┌──

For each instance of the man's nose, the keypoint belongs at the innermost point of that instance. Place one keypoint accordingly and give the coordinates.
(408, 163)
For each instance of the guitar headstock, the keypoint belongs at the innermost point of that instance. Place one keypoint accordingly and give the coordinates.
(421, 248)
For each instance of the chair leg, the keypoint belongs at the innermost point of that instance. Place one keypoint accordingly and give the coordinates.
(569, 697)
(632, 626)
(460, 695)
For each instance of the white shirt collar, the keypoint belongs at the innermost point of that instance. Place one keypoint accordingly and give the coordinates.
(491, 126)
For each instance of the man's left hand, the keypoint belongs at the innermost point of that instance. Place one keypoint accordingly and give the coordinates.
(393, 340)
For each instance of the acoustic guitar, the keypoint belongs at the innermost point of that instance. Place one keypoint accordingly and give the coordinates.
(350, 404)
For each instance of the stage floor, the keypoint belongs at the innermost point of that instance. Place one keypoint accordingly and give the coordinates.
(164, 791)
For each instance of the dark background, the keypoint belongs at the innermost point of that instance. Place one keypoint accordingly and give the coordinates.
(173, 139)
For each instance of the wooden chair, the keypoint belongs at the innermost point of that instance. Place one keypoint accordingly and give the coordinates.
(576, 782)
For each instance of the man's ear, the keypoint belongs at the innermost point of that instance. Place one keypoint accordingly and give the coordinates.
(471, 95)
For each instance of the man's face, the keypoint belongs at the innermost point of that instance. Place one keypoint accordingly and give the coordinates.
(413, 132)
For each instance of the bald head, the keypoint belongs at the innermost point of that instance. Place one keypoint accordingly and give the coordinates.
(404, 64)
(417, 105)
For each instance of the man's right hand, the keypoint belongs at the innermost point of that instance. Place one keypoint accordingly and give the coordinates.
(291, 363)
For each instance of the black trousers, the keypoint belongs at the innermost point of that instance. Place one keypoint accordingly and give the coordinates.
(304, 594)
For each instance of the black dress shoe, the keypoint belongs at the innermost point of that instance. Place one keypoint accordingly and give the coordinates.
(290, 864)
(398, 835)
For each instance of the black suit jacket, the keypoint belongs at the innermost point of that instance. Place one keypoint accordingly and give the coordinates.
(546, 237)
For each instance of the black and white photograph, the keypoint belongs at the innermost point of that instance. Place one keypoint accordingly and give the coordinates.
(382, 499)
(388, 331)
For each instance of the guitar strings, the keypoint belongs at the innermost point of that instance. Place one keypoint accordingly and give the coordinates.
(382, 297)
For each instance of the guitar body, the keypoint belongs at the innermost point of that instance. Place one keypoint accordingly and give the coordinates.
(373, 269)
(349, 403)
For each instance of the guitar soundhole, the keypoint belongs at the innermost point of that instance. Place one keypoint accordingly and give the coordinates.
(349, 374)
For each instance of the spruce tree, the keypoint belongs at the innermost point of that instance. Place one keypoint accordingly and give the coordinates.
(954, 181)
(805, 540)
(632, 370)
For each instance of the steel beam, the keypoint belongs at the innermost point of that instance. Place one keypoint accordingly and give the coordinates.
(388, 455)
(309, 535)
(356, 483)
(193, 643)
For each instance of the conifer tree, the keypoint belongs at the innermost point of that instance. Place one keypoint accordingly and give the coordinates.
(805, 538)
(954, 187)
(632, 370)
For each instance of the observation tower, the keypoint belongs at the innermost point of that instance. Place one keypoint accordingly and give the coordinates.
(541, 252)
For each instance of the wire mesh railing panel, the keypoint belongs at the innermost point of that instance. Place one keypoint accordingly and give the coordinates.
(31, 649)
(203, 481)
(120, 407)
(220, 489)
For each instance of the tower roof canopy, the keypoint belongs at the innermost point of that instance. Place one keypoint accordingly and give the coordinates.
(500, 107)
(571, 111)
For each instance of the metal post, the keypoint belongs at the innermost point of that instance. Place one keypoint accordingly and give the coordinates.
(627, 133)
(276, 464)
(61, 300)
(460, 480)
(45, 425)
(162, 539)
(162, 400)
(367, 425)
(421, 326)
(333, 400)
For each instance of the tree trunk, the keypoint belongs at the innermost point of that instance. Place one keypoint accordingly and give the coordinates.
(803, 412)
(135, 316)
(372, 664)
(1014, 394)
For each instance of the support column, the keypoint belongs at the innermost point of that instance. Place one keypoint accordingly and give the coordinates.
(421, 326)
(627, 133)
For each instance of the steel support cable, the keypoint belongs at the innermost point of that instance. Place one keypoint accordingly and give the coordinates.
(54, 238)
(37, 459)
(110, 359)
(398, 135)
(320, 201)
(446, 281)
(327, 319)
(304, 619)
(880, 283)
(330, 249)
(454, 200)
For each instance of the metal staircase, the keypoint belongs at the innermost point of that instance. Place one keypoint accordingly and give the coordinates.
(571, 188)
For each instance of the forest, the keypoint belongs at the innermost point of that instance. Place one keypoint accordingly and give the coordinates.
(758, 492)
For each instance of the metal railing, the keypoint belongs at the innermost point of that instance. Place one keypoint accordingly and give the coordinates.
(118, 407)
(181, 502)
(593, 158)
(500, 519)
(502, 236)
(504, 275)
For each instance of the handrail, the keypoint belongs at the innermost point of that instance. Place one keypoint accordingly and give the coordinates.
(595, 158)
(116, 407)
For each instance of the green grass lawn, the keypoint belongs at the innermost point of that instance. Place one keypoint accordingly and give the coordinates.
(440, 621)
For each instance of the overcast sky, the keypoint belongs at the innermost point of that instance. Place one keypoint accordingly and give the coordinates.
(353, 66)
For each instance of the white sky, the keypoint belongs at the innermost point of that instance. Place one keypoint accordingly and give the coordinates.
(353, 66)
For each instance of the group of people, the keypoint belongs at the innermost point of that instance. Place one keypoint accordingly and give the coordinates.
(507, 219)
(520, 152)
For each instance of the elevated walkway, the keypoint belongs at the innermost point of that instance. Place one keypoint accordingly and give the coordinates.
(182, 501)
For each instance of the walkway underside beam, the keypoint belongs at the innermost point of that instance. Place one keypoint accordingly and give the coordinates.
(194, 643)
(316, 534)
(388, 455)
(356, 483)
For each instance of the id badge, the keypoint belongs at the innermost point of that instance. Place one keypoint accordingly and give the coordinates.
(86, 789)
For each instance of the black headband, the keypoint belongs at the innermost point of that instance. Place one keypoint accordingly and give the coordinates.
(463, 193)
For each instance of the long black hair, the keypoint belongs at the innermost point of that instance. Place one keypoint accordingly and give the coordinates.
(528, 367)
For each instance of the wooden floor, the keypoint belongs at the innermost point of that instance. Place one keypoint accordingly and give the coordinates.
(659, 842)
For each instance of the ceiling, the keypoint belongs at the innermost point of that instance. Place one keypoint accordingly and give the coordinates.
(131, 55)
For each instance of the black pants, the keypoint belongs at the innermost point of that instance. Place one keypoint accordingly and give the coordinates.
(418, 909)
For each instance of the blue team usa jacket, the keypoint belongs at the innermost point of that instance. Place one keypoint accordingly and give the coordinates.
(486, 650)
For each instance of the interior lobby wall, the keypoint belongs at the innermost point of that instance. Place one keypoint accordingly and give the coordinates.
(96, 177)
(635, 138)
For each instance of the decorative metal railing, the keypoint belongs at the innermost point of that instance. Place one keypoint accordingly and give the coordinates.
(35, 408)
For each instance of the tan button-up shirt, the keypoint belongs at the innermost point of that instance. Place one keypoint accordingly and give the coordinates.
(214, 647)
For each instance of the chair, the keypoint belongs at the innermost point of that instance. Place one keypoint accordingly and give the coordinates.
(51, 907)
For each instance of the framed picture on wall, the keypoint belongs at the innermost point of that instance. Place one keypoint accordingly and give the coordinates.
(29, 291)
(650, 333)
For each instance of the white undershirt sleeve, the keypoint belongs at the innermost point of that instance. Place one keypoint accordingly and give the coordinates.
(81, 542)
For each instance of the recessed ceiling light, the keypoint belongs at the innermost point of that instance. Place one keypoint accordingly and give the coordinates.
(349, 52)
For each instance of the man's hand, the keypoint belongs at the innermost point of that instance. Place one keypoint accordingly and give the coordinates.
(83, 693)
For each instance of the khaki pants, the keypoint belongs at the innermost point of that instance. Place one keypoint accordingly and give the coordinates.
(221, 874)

└──

Rewrite the stretch of the records above from the line containing "For each instance of the guitar body, the" through the line containing "(1014, 394)", keeping every line. Raise each number in the answer coordinates by 58.

For each instance of the guitar body, the keypoint belongs at the innermost point of that instance. Place one keypoint accordingly and give the coordinates.
(431, 327)
(407, 461)
For each instance of the guitar soundhole, the keypoint belongs at the innermost point of that instance. Place one keypoint accordingly and give the coordinates.
(407, 432)
For each instance of the spruce tree, the keypoint belongs at the innermost point of that instance. Place one keypoint accordingly and give the coordinates.
(1012, 239)
(863, 598)
(690, 428)
For each instance of the steel beam, the keypoint belongs at the innermost point of that instance. Place one keypoint accordingly and give the coordinates.
(446, 513)
(367, 593)
(414, 541)
(251, 701)
For each instance of the conifer tree, the keypoint belongs at the innermost point of that instance. Place one keypoint accordingly and give the coordinates.
(863, 596)
(1012, 245)
(690, 428)
For each instance of the observation tower, the keypoint belongs at the innermost point of that instance. Place one keypoint accordingly and give the coordinates.
(599, 310)
For each instance of the wire mesh railing panel, the keypoint belongs at the innermost point of that instance. Place one keypoint accordingly and give the coordinates.
(89, 707)
(261, 539)
(178, 465)
(278, 547)
For each instance of the tower roof canopy, the keypoint belongs at the innermost point of that instance. Place one keypoint accordingly and give the coordinates.
(558, 165)
(629, 169)
For each instance of the metal post, the keypoint belongs at the innermost point of that instance. Place one keypoint accordingly and give the coordinates.
(685, 191)
(334, 522)
(119, 358)
(518, 538)
(103, 483)
(220, 597)
(220, 458)
(425, 483)
(479, 384)
(391, 458)
For each instance of the tree trunk, the keypoint belongs at the innermost point of that instance. Place one keypoint accordingly and give the coordinates.
(861, 470)
(193, 374)
(430, 722)
(1072, 452)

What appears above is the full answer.